Quote, without any change, the line that contains "Target: dark green bush" and all lines that follow it to the end of the data below.

◆ DATA FOR THE TASK ◆
++++
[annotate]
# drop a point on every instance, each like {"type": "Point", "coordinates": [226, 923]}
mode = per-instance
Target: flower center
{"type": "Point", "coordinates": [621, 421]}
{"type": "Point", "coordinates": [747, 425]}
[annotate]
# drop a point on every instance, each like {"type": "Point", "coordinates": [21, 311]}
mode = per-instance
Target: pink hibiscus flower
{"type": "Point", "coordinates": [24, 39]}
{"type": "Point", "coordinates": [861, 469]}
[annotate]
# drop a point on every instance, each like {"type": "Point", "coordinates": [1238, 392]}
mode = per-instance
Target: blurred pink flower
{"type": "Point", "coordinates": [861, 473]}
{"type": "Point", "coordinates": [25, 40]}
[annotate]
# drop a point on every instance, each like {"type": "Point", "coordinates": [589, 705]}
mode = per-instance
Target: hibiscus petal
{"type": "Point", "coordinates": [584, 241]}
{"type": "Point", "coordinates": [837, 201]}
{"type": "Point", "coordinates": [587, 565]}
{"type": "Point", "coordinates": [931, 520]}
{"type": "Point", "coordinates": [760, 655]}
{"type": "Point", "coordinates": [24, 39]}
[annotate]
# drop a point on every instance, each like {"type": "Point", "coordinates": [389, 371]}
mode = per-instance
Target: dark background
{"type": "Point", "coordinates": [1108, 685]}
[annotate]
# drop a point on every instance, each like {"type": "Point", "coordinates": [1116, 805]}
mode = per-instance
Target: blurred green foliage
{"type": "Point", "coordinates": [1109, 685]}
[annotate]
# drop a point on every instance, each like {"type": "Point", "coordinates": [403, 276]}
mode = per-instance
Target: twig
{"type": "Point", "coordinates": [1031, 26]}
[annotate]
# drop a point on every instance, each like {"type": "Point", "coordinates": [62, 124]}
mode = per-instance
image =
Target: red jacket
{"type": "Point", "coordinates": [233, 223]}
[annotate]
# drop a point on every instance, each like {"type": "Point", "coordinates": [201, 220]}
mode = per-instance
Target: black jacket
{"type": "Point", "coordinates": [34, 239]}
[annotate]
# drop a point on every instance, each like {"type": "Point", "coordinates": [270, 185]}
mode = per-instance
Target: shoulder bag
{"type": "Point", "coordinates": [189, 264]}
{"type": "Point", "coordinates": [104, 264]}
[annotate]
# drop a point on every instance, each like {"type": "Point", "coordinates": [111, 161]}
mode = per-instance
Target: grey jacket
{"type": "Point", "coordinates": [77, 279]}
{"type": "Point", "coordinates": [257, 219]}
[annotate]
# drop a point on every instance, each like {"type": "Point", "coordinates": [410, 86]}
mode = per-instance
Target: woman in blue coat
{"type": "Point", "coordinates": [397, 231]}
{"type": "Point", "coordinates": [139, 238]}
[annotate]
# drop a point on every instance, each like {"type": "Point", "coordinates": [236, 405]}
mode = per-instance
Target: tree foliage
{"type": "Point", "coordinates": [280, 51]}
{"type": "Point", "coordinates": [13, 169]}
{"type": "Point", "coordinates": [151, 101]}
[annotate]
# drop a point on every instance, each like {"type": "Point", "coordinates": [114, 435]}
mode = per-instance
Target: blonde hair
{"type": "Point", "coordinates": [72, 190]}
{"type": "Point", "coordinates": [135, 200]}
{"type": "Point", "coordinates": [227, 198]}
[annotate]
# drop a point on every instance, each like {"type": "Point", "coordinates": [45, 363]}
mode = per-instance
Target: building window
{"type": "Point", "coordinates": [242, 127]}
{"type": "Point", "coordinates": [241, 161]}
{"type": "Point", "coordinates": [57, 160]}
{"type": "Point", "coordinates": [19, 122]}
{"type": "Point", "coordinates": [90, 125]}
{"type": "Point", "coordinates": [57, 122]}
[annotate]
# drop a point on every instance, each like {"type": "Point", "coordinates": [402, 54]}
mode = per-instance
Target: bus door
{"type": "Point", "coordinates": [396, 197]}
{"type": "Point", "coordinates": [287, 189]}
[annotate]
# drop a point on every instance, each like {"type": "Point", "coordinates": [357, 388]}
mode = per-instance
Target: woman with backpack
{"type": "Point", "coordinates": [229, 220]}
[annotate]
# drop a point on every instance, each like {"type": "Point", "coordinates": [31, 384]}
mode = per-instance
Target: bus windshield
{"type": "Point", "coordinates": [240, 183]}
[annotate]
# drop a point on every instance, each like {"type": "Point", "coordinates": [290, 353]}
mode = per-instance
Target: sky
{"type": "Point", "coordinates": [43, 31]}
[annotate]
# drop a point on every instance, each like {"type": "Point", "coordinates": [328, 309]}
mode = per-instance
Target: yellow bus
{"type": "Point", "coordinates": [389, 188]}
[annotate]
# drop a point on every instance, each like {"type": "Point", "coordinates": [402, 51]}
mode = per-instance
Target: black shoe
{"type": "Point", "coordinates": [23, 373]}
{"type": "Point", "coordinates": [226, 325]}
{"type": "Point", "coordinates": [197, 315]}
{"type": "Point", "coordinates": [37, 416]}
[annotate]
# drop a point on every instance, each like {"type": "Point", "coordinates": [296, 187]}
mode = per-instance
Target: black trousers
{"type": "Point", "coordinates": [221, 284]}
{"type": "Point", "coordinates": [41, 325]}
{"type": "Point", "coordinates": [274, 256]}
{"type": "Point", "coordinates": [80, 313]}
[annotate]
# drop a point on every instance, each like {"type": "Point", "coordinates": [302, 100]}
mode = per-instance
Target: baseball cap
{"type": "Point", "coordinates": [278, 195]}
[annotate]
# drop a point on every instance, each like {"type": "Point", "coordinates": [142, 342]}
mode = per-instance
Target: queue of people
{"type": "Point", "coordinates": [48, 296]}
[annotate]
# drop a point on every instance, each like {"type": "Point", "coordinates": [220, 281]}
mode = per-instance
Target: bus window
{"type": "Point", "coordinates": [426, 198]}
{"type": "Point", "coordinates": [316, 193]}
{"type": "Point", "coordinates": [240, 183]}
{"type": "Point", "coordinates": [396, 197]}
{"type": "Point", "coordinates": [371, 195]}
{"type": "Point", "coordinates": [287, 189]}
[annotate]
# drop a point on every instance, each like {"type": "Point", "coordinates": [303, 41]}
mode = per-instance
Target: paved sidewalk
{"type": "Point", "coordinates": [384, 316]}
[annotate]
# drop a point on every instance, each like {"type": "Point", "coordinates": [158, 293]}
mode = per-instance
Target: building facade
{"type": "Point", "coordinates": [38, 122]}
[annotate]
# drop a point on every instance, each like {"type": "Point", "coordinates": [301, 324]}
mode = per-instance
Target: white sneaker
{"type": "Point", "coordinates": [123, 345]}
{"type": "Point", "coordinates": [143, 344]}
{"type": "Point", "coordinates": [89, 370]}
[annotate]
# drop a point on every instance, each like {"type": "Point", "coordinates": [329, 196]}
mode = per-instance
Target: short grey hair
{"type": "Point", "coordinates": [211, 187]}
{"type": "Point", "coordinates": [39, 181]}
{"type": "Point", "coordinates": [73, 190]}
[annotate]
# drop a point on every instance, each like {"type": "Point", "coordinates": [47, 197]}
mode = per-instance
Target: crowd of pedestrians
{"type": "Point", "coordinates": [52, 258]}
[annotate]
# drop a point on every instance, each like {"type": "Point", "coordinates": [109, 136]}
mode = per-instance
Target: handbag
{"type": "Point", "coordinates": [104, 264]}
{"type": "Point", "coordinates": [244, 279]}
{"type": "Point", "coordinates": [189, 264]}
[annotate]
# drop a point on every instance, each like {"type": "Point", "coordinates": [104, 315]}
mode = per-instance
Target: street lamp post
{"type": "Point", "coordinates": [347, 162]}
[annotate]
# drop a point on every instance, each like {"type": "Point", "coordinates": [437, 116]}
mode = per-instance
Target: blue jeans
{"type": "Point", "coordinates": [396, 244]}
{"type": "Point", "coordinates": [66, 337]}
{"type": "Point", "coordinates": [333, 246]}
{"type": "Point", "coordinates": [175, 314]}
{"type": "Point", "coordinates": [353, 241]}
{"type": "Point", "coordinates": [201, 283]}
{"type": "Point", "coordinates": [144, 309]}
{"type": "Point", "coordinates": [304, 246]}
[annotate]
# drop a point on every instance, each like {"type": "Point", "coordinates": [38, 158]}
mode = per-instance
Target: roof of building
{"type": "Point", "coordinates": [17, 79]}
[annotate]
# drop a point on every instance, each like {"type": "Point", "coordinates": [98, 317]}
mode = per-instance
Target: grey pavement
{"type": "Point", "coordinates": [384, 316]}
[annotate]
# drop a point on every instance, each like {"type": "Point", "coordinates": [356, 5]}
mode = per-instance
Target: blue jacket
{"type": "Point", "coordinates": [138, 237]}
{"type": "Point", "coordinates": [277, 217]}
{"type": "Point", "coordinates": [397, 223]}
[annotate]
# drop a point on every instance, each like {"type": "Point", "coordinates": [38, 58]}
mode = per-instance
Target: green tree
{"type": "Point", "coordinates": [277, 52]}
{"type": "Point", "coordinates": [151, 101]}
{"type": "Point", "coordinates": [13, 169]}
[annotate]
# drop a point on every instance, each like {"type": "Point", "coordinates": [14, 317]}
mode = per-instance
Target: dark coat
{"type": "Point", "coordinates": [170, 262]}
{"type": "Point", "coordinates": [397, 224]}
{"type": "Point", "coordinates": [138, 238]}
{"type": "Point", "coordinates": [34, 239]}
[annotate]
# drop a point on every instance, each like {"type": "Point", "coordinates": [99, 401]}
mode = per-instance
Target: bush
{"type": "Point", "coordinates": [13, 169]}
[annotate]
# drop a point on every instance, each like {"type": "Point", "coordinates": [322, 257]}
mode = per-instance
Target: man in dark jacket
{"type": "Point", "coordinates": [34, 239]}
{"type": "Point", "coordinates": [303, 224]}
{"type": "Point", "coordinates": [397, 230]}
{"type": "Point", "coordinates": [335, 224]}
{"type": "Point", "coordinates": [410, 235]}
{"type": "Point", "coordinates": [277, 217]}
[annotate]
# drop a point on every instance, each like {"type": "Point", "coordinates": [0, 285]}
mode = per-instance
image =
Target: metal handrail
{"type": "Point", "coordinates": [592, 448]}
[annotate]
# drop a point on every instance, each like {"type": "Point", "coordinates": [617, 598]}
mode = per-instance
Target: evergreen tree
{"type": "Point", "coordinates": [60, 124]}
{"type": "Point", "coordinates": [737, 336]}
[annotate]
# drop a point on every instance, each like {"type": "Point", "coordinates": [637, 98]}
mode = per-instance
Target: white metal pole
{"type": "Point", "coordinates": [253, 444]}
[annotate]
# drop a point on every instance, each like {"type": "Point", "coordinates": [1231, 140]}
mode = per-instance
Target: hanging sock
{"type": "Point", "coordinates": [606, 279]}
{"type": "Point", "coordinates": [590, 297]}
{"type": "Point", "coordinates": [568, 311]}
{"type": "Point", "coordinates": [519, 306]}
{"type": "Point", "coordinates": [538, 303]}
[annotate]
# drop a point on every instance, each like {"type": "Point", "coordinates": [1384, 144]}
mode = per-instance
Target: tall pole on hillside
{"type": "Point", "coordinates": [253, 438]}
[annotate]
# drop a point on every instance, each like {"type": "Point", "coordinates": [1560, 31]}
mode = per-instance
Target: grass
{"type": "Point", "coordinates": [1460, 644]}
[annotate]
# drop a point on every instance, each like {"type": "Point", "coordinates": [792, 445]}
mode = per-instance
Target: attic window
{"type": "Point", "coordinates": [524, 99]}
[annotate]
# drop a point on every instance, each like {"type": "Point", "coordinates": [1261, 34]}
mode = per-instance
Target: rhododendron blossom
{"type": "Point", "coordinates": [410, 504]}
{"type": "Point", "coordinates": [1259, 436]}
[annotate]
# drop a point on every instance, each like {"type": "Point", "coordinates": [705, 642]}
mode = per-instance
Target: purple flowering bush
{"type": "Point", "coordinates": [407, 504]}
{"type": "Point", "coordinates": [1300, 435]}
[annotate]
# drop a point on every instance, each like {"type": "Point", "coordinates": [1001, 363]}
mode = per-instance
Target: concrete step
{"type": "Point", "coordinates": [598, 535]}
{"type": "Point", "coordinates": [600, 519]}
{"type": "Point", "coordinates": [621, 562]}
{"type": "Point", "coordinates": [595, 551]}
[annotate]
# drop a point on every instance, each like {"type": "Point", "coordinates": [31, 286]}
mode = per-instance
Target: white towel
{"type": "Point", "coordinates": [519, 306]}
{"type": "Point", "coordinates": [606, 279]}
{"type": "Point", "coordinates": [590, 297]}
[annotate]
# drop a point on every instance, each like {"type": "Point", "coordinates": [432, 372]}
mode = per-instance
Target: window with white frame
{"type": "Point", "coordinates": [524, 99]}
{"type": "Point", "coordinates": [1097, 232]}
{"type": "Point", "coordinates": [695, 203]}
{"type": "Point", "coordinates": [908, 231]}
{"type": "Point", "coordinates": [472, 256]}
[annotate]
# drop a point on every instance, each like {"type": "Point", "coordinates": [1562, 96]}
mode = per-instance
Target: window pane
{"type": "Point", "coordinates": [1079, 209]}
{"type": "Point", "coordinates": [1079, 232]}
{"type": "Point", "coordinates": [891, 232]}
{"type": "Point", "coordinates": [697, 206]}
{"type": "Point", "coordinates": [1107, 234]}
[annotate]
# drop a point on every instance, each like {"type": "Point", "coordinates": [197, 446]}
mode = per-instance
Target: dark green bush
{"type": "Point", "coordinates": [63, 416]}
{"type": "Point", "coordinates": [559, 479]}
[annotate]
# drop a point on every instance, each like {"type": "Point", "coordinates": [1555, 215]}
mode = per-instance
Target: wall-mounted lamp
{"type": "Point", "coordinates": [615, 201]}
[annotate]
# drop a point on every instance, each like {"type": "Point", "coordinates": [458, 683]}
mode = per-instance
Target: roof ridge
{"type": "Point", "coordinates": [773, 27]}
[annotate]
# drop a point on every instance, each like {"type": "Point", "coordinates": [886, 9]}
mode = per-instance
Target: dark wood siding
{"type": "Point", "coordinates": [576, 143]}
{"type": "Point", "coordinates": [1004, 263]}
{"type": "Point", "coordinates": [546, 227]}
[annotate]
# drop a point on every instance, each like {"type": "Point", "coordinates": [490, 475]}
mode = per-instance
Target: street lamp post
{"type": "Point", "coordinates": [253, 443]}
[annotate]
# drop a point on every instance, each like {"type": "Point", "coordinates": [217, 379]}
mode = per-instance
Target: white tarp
++++
◆ RESULT OF THE TASK ◆
Target: dark green bush
{"type": "Point", "coordinates": [63, 416]}
{"type": "Point", "coordinates": [559, 479]}
[annotate]
# drop a point on every instance, each like {"type": "Point", "coordinates": [1555, 215]}
mode = per-instance
Target: wall-mounted lamp
{"type": "Point", "coordinates": [615, 201]}
[annotate]
# drop a point on every instance, each like {"type": "Point", "coordinates": [458, 683]}
mode = per-instance
Target: roof ridge
{"type": "Point", "coordinates": [773, 27]}
[annotate]
# drop a point on every instance, each like {"type": "Point", "coordinates": [886, 9]}
mode = per-instance
Target: dark wood siding
{"type": "Point", "coordinates": [576, 143]}
{"type": "Point", "coordinates": [1004, 263]}
{"type": "Point", "coordinates": [546, 227]}
[annotate]
# drop a point on every instance, each like {"type": "Point", "coordinates": [490, 475]}
mode = per-instance
Target: street lamp post
{"type": "Point", "coordinates": [253, 443]}
[annotate]
# drop a point on every instance, each like {"type": "Point", "coordinates": [217, 379]}
mode = per-instance
Target: white tarp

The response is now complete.